EXTRACTED DATA START

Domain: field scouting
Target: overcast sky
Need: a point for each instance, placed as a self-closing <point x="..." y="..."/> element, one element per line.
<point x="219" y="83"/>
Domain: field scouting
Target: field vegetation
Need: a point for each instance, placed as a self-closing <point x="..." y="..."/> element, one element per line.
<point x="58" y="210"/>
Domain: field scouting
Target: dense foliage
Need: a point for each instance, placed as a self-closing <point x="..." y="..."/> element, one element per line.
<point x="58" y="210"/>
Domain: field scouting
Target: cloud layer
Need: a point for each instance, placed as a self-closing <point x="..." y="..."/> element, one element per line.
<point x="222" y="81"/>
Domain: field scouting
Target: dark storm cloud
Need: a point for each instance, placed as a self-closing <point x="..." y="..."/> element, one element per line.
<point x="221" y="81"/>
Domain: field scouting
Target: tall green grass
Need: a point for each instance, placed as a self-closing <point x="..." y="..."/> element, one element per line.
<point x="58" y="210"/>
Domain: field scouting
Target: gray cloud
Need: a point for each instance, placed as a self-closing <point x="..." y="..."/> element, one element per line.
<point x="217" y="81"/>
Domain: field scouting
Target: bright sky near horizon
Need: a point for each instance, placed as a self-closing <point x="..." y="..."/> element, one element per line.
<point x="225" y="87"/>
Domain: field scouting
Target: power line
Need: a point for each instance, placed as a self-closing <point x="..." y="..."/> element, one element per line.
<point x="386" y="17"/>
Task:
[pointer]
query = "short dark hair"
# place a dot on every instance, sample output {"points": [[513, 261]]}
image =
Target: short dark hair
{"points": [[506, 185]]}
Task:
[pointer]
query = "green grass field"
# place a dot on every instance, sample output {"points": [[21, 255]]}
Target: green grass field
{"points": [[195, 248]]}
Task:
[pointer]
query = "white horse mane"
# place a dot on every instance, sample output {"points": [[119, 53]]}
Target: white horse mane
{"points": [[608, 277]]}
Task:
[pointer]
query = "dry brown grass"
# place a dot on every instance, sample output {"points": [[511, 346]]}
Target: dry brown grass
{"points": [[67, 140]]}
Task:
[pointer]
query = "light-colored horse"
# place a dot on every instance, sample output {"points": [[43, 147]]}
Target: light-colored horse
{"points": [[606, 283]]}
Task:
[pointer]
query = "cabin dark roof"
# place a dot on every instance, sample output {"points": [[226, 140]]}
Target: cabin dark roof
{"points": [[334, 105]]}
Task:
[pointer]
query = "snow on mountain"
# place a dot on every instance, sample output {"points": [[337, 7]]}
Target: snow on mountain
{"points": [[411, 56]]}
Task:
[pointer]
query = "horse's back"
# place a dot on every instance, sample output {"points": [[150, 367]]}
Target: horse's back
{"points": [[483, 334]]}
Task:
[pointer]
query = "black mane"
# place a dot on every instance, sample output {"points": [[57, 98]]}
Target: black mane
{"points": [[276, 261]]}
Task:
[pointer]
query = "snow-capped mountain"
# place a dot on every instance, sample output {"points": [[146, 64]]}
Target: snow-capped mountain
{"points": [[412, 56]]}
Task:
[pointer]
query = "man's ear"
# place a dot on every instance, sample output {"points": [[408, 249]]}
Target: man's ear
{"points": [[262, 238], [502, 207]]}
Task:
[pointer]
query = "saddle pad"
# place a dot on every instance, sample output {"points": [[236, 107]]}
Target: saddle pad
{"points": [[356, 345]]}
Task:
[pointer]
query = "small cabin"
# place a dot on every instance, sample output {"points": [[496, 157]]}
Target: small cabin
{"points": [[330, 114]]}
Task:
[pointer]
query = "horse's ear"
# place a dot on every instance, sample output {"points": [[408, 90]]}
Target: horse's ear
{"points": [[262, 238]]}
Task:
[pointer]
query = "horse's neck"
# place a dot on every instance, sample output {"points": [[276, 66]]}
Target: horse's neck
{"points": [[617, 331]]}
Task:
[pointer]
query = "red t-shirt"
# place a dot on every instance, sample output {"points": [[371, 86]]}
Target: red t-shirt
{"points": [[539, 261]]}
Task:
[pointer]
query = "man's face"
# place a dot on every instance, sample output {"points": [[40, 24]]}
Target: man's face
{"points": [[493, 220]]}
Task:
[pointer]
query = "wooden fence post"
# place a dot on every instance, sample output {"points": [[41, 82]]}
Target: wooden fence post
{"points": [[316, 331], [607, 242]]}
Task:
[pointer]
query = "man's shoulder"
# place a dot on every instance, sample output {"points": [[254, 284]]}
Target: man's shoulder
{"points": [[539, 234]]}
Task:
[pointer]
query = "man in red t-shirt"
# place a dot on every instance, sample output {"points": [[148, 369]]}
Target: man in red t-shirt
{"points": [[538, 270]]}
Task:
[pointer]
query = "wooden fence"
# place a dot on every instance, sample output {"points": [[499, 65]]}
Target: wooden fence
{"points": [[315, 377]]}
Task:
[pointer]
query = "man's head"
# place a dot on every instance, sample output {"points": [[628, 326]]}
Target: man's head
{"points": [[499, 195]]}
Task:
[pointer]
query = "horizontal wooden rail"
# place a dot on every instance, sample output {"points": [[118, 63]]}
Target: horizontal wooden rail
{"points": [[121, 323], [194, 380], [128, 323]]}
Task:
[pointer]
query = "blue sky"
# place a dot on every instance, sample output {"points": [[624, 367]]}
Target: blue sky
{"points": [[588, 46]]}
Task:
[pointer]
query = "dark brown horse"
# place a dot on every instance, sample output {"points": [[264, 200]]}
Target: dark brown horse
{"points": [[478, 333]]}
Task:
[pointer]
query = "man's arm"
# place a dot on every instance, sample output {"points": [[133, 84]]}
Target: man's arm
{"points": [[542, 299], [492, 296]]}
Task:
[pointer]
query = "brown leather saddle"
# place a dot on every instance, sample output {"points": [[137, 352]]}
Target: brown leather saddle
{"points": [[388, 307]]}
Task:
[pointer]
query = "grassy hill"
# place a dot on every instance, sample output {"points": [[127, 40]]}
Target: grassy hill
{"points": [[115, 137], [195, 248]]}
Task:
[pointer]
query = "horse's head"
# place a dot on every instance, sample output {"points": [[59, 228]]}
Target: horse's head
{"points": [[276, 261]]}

EXTRACTED DATA END

■ **WHAT THE EXERCISE ASKS**
The reply should consist of the records, reproduced exactly.

■ **ANSWER SECTION**
Domain: field scouting
Target: overcast sky
Need: a point for each instance, placed as a self-closing <point x="..." y="..."/> element, one element per line.
<point x="219" y="83"/>
Domain: field scouting
Target: field vegetation
Need: a point for each instance, placed as a self-closing <point x="..." y="..."/> element, one element per line.
<point x="58" y="210"/>
Domain: field scouting
Target: dense foliage
Need: a point for each instance, placed as a self-closing <point x="..." y="..."/> element, one element per line.
<point x="58" y="210"/>
Domain: field scouting
Target: cloud layer
Need: a point for each instance, placed as a self-closing <point x="..." y="..."/> element, one element per line.
<point x="222" y="81"/>
Domain: field scouting
Target: dark storm cloud
Need: a point for each instance, placed as a self-closing <point x="..." y="..."/> element, one element per line.
<point x="221" y="81"/>
Domain: field scouting
Target: tall green grass
Need: a point for each instance, placed as a self-closing <point x="..." y="..."/> element, one element per line.
<point x="58" y="210"/>
Domain: field scouting
Target: gray cloud
Need: a point for each instance, placed as a self-closing <point x="..." y="..."/> element, one element per line.
<point x="217" y="81"/>
Domain: field scouting
Target: bright sky near horizon
Need: a point for each instance, placed as a self-closing <point x="..." y="..."/> element, one element per line.
<point x="225" y="87"/>
Domain: field scouting
Target: power line
Need: a point for each instance, placed as a self-closing <point x="..." y="..."/> element, one element per line.
<point x="386" y="17"/>
Task:
[pointer]
query = "short dark hair"
# place a dot on every instance, sample output {"points": [[513, 261]]}
image =
Target: short dark hair
{"points": [[506, 185]]}
Task:
[pointer]
query = "green grass field"
# place a dot on every instance, sample output {"points": [[21, 255]]}
Target: green grass field
{"points": [[195, 248]]}
Task:
[pointer]
query = "white horse mane"
# place a dot on every instance, sample output {"points": [[119, 53]]}
Target: white horse mane
{"points": [[608, 277]]}
Task:
[pointer]
query = "dry brown grass"
# place a dot on every instance, sample output {"points": [[511, 346]]}
Target: dry brown grass
{"points": [[67, 140]]}
Task:
[pointer]
query = "light-colored horse"
# place a dot on every instance, sample output {"points": [[43, 147]]}
Target: light-colored horse
{"points": [[606, 283]]}
Task:
[pointer]
query = "cabin dark roof"
# place a dot on every instance, sample output {"points": [[226, 140]]}
Target: cabin dark roof
{"points": [[334, 105]]}
Task:
[pointer]
query = "snow on mountain"
# place a dot on every instance, sample output {"points": [[337, 7]]}
Target: snow on mountain
{"points": [[411, 56]]}
Task:
[pointer]
query = "horse's back"
# place a dot on every instance, sample output {"points": [[150, 367]]}
Target: horse's back
{"points": [[483, 334]]}
Task:
[pointer]
query = "black mane"
# place a dot on every instance, sample output {"points": [[57, 98]]}
Target: black mane
{"points": [[276, 261]]}
Task:
[pointer]
query = "snow-capped mountain"
# place a dot on every instance, sample output {"points": [[146, 64]]}
Target: snow-capped mountain
{"points": [[412, 56]]}
Task:
[pointer]
query = "man's ear"
# place a dot on every instance, sample output {"points": [[408, 249]]}
Target: man's ear
{"points": [[262, 238], [502, 207]]}
Task:
[pointer]
query = "saddle pad"
# place a dot on every instance, sample output {"points": [[236, 107]]}
Target: saddle pad
{"points": [[356, 345]]}
Task:
[pointer]
query = "small cabin"
# place a dot on every instance, sample output {"points": [[496, 157]]}
Target: small cabin
{"points": [[330, 114]]}
Task:
[pointer]
query = "horse's ear"
# place a dot on every instance, sample output {"points": [[408, 90]]}
Target: horse's ear
{"points": [[262, 238]]}
Task:
[pointer]
query = "horse's neck"
# place a dot on every instance, sample output {"points": [[276, 66]]}
Target: horse's neck
{"points": [[617, 331]]}
Task:
[pointer]
query = "red t-shirt"
# place a dot on every instance, sample output {"points": [[371, 86]]}
Target: red t-shirt
{"points": [[539, 261]]}
Task:
[pointer]
query = "man's face"
# place a dot on every instance, sample output {"points": [[40, 24]]}
Target: man's face
{"points": [[493, 220]]}
Task:
[pointer]
query = "wooden fence post"
# place a dot on every instance, sample output {"points": [[41, 82]]}
Target: wooden fence post
{"points": [[316, 331], [607, 242]]}
Task:
[pointer]
query = "man's shoulder"
# place a dot on every instance, sample output {"points": [[254, 284]]}
Target: man's shoulder
{"points": [[539, 234]]}
Task:
[pointer]
query = "man in red t-shirt"
# place a dot on every instance, sample output {"points": [[148, 369]]}
Target: man in red t-shirt
{"points": [[538, 270]]}
Task:
[pointer]
query = "wooden fence"
# place a dot on every instance, sample output {"points": [[499, 65]]}
Target: wooden fence
{"points": [[315, 377]]}
Task:
[pointer]
query = "man's head"
# place a dot on every instance, sample output {"points": [[628, 326]]}
Target: man's head
{"points": [[499, 195]]}
Task:
[pointer]
query = "horizontal wooden rail"
# place a dot on every instance, sample output {"points": [[118, 63]]}
Target: horizontal wooden rail
{"points": [[121, 323], [194, 380], [128, 323]]}
Task:
[pointer]
query = "blue sky"
# place a dot on every instance, sample output {"points": [[624, 367]]}
Target: blue sky
{"points": [[588, 46]]}
Task:
[pointer]
query = "dark brown horse"
# place a dot on every instance, sample output {"points": [[264, 200]]}
Target: dark brown horse
{"points": [[478, 333]]}
Task:
[pointer]
query = "man's arm"
# place a dot on every instance, sample output {"points": [[133, 84]]}
Target: man's arm
{"points": [[542, 299], [492, 296]]}
Task:
[pointer]
query = "brown leather saddle"
# place a dot on every instance, sample output {"points": [[137, 352]]}
Target: brown leather saddle
{"points": [[388, 307]]}
Task:
[pointer]
query = "grassy hill"
# place a dot on every instance, sample output {"points": [[127, 40]]}
Target: grassy hill
{"points": [[115, 137], [195, 248]]}
Task:
[pointer]
query = "horse's head"
# place a dot on every instance, sample output {"points": [[59, 228]]}
Target: horse's head
{"points": [[276, 261]]}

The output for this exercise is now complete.